#### Goal:
Find every line in the records that contains the word "target" and copy each one.

#### Material provided:
# # # # #
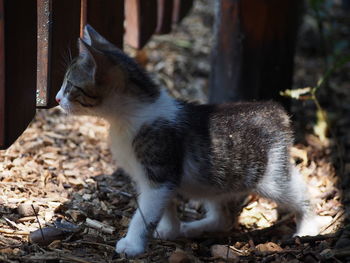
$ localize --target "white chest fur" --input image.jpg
[109,91,179,190]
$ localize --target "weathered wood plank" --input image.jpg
[210,0,302,109]
[0,0,37,148]
[173,0,193,24]
[156,0,174,34]
[36,0,51,107]
[82,0,124,48]
[0,0,5,147]
[125,0,157,49]
[38,0,81,108]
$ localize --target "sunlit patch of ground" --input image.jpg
[0,105,343,262]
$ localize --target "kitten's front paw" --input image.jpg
[115,236,145,257]
[180,221,203,238]
[153,223,180,240]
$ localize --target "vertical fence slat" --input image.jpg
[0,0,5,148]
[0,0,37,148]
[82,0,124,48]
[173,0,193,23]
[36,0,50,107]
[156,0,174,34]
[125,0,157,48]
[38,0,81,108]
[48,0,80,106]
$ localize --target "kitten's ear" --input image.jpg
[78,38,113,81]
[78,38,96,71]
[83,24,117,51]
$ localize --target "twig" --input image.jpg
[320,211,345,234]
[281,232,340,246]
[31,204,45,243]
[74,240,115,251]
[85,218,115,235]
[2,216,19,229]
[0,228,29,236]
# # # # #
#### Answer in full:
$ localize --target "white chest fur" --input image.jpg
$ localize --target "weathered wood plank" --input image.jpg
$ localize --target "sunlit patch of ground" --input image.jpg
$ localize --target "kitten's front paw" --input image.jpg
$ localize --target "vertical fence slat" --input image.jpg
$ localize --target "kitten's ear" --input image.jpg
$ localize --target "twig" --input image.jpg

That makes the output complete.